▶ [Data to process]
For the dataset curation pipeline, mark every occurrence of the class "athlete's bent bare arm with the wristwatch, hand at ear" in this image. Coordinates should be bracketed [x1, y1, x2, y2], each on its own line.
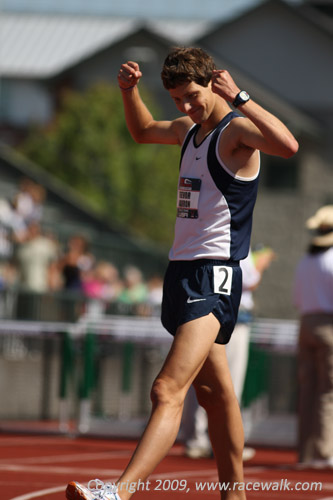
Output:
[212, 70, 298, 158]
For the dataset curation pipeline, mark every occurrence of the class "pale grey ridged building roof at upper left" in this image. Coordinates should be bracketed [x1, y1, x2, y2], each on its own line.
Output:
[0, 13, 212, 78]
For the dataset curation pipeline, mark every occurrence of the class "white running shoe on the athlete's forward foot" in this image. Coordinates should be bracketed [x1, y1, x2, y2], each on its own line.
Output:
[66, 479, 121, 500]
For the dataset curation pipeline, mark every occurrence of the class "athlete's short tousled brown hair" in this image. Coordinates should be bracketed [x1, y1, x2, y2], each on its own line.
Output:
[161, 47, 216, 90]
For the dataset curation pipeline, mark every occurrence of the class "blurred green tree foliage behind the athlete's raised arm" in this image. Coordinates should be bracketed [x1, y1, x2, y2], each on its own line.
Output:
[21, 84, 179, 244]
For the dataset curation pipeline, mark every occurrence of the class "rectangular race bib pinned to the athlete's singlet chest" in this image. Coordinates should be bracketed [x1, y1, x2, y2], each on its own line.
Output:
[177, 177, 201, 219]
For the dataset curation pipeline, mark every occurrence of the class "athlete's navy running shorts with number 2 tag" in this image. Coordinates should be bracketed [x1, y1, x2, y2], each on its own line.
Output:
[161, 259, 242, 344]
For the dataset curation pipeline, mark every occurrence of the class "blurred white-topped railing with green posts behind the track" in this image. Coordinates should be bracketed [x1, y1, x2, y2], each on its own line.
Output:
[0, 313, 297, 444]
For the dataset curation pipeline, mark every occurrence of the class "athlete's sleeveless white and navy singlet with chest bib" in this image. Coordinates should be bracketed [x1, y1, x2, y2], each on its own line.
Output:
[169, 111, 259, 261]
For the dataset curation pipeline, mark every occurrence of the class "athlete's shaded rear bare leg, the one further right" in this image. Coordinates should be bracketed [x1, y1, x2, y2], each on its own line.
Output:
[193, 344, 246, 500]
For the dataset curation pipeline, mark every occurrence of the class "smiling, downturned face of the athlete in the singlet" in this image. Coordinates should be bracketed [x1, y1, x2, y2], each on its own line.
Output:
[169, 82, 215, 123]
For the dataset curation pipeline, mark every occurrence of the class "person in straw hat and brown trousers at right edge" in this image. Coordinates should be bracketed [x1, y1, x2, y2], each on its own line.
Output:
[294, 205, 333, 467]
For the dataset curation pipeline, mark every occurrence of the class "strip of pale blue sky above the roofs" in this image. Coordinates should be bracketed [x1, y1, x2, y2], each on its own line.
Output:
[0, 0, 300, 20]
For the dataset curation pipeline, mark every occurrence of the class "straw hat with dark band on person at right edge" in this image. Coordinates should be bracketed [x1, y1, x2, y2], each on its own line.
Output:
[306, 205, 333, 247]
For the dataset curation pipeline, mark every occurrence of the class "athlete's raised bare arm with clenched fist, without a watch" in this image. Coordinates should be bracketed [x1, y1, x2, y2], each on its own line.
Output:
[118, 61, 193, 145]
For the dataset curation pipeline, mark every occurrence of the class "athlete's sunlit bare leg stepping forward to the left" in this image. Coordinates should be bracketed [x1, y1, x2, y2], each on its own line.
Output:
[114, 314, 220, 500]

▶ [Exercise aim] For the material, state how many lines include the string "with"; the answer is that number alone.

▶ [Your response] 6